What you have to do: Count the lines in the data below that have "item" in them, and reply with only that number.

══════════════════════════════

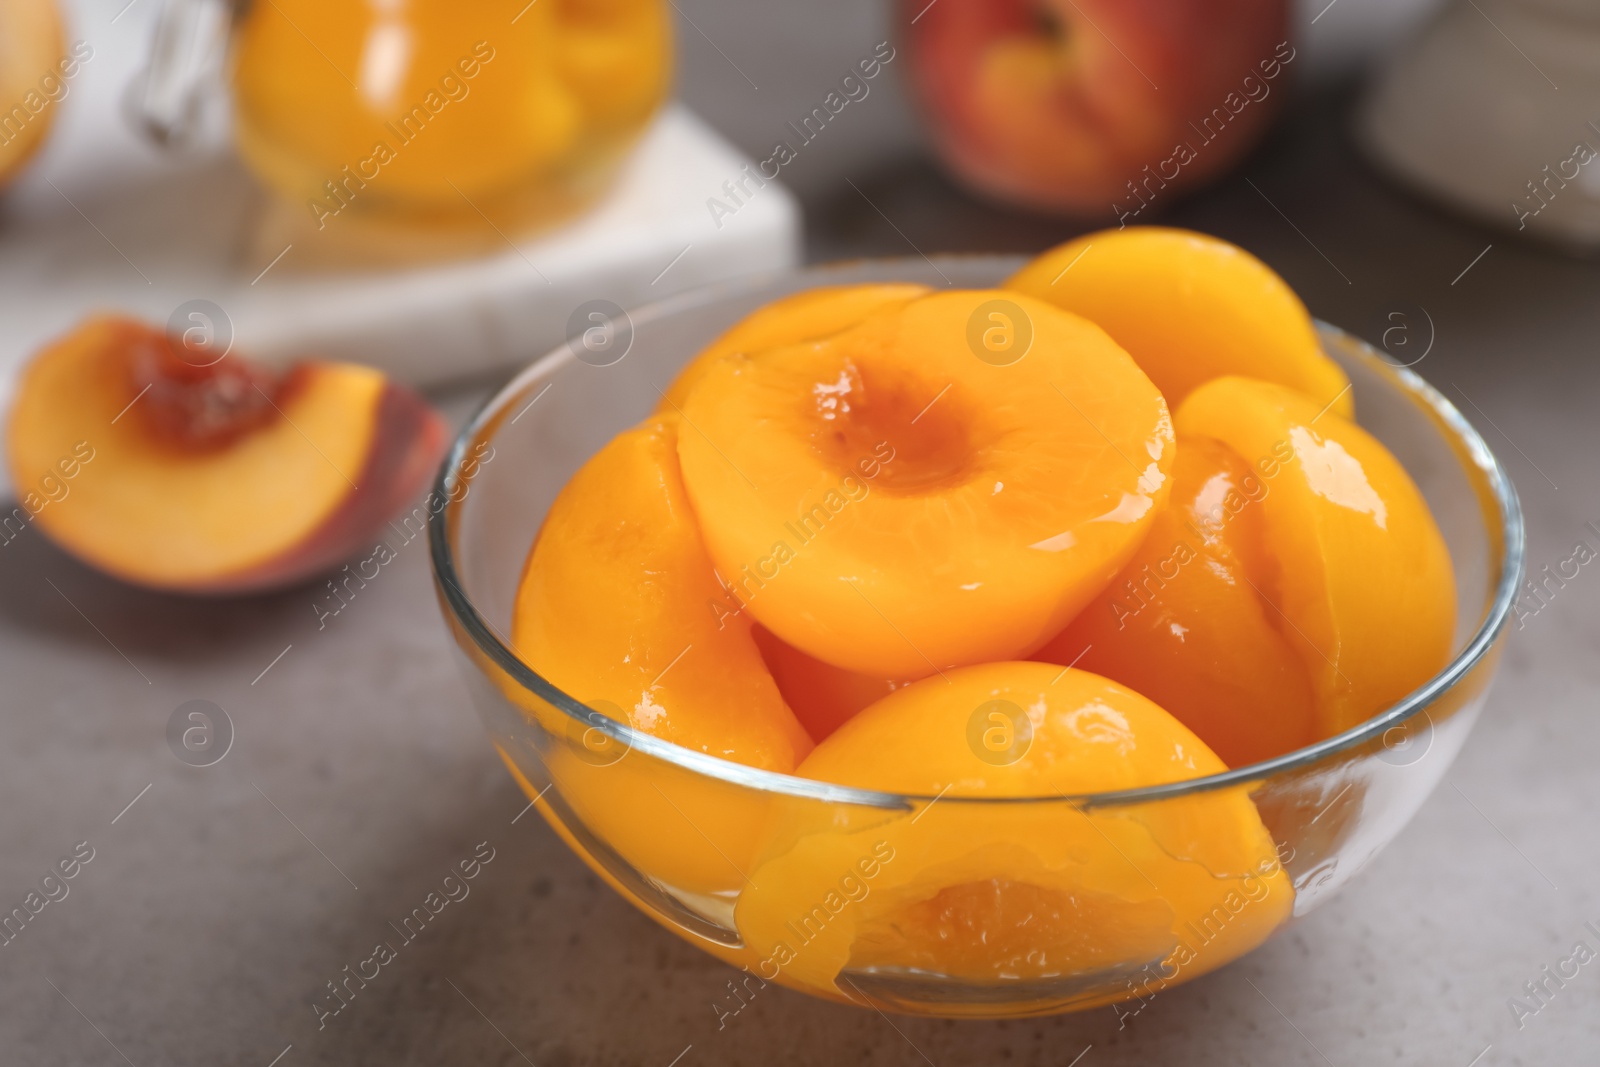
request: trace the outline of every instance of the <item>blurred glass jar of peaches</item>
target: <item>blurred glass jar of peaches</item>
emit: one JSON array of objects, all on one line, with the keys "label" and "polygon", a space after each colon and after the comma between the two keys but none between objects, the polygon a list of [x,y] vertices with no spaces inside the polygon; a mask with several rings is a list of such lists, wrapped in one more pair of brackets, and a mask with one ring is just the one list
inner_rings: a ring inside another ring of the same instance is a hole
[{"label": "blurred glass jar of peaches", "polygon": [[604,191],[671,78],[664,0],[255,0],[236,138],[311,222],[524,228]]},{"label": "blurred glass jar of peaches", "polygon": [[[67,93],[58,74],[78,65],[64,48],[61,16],[50,0],[0,0],[0,186],[50,132],[57,110],[50,105]],[[74,55],[83,58],[78,46]]]}]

══════════════════════════════

Task response: 2